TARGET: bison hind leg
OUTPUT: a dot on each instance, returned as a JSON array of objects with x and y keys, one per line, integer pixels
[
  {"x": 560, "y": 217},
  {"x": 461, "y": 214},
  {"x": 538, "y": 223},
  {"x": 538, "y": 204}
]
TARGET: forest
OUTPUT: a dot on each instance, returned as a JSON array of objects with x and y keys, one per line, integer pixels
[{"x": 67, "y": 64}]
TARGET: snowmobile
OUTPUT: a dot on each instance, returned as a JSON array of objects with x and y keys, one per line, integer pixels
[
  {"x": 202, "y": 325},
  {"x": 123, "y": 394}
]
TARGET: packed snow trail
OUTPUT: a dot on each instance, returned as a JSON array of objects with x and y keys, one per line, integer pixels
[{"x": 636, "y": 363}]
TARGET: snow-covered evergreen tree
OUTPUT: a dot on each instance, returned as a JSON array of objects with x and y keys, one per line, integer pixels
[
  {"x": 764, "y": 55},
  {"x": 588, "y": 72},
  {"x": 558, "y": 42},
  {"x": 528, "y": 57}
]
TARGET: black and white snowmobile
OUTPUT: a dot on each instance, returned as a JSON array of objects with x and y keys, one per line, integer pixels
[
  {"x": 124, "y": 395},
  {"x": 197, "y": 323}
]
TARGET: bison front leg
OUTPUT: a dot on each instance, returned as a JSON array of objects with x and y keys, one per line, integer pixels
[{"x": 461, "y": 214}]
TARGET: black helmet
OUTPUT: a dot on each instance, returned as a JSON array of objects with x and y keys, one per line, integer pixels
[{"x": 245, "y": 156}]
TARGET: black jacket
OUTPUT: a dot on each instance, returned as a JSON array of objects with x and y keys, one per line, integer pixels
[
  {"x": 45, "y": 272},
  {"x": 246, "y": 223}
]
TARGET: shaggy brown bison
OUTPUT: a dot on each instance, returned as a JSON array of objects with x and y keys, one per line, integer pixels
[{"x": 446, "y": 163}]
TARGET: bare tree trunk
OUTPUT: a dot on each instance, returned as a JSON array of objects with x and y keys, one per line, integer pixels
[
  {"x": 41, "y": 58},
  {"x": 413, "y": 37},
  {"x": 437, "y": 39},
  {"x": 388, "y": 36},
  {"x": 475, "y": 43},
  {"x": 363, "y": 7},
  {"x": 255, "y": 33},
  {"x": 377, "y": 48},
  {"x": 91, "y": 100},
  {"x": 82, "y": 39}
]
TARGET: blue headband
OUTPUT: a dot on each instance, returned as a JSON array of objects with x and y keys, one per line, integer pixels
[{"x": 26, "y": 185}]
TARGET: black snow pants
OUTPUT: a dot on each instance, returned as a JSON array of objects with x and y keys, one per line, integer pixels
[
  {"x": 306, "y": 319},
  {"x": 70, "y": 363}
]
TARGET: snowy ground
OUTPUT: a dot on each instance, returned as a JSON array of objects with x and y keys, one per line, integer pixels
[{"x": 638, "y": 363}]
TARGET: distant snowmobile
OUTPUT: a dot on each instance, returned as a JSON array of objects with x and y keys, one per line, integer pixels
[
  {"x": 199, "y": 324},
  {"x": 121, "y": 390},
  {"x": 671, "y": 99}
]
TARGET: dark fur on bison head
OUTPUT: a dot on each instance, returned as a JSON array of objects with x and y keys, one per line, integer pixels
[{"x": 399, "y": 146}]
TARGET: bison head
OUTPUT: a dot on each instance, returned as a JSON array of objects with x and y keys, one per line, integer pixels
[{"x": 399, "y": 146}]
:::
* WHAT IS REQUIRED
Each line above that has "bison" adds one to the count; say the final count with no other text.

* THE ANSWER
5